* Your goal
Rewrite each line of the records below, changing every "place a marker on" to "put a pin on" and leaving everything else untouched.

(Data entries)
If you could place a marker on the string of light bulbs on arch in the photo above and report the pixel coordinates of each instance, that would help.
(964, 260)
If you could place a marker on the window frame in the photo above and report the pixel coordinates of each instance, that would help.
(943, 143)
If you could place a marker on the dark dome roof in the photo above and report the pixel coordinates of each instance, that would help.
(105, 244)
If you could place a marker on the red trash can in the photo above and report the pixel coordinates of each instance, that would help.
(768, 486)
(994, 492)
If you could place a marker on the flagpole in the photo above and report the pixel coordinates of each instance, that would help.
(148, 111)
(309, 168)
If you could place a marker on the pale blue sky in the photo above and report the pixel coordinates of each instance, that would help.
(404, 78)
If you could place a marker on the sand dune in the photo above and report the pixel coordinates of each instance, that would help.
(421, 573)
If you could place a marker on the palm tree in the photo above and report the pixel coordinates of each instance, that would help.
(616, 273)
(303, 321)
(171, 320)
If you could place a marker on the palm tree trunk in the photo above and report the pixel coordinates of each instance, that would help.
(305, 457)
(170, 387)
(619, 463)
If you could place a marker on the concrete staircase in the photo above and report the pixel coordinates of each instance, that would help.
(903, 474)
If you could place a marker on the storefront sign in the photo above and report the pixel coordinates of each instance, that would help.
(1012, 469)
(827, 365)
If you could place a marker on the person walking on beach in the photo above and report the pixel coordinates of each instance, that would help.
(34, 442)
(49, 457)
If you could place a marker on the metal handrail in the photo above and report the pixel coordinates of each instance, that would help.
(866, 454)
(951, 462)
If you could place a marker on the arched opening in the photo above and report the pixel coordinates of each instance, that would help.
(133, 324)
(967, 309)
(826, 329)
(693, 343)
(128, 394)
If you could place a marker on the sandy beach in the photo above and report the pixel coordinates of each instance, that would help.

* Reply to the exercise
If you could put a pin on the string of light bulbs on arch in the photo above and report the pixel coordinates of each instance, that would help.
(964, 260)
If you could put a pin on the window frame in the photo above and report the pixel coordinates of each instance, that would help.
(943, 143)
If you could put a pin on the dark dome roof in the photo above and report the pixel coordinates of each instance, that would help.
(105, 244)
If you could put a pin on the red trash can in the photo above and report the pixel coordinates of each instance, that would help.
(768, 486)
(994, 492)
If you could put a pin on the flagpole in the photo above and report the pixel coordinates of each instance, that would help.
(148, 111)
(309, 168)
If you could put a pin on the pale blue sky in the photo above and report the pixel coordinates of each instance, that would help.
(404, 78)
If you could put a pin on the sand dune in the photo above and report the pixel coordinates of each instance, that would help.
(421, 573)
If you could put a pin on the palm tree in the photo above and report the pixel coordinates of each instance, that would help.
(616, 273)
(303, 321)
(171, 320)
If you could put a pin on the palm tree trunk in the photo above and report the pixel coordinates of each instance, that would help.
(305, 457)
(170, 387)
(619, 463)
If you could put a pin on the concrete staircase in the photo above and report the pixel coordinates of each instance, that would help.
(903, 474)
If you could put a pin on the storefront sign in the photo above and report the pixel coordinates of each instance, that would help.
(1012, 469)
(827, 365)
If you could put a pin on the person walking on beach in the photo above and report the pixel coordinates of each instance, that would help.
(34, 442)
(49, 457)
If you could put a pin on the metal handrail in the photo above and report the pixel coordinates of each instance, that would help.
(866, 454)
(951, 462)
If you could put a pin on the arched opening in the photo above and report the pixel coordinates of each instance, that would help.
(133, 324)
(967, 309)
(826, 329)
(693, 343)
(128, 394)
If you could put a pin on the sandy beach in the photo above and report the pixel coordinates of each instance, that would help.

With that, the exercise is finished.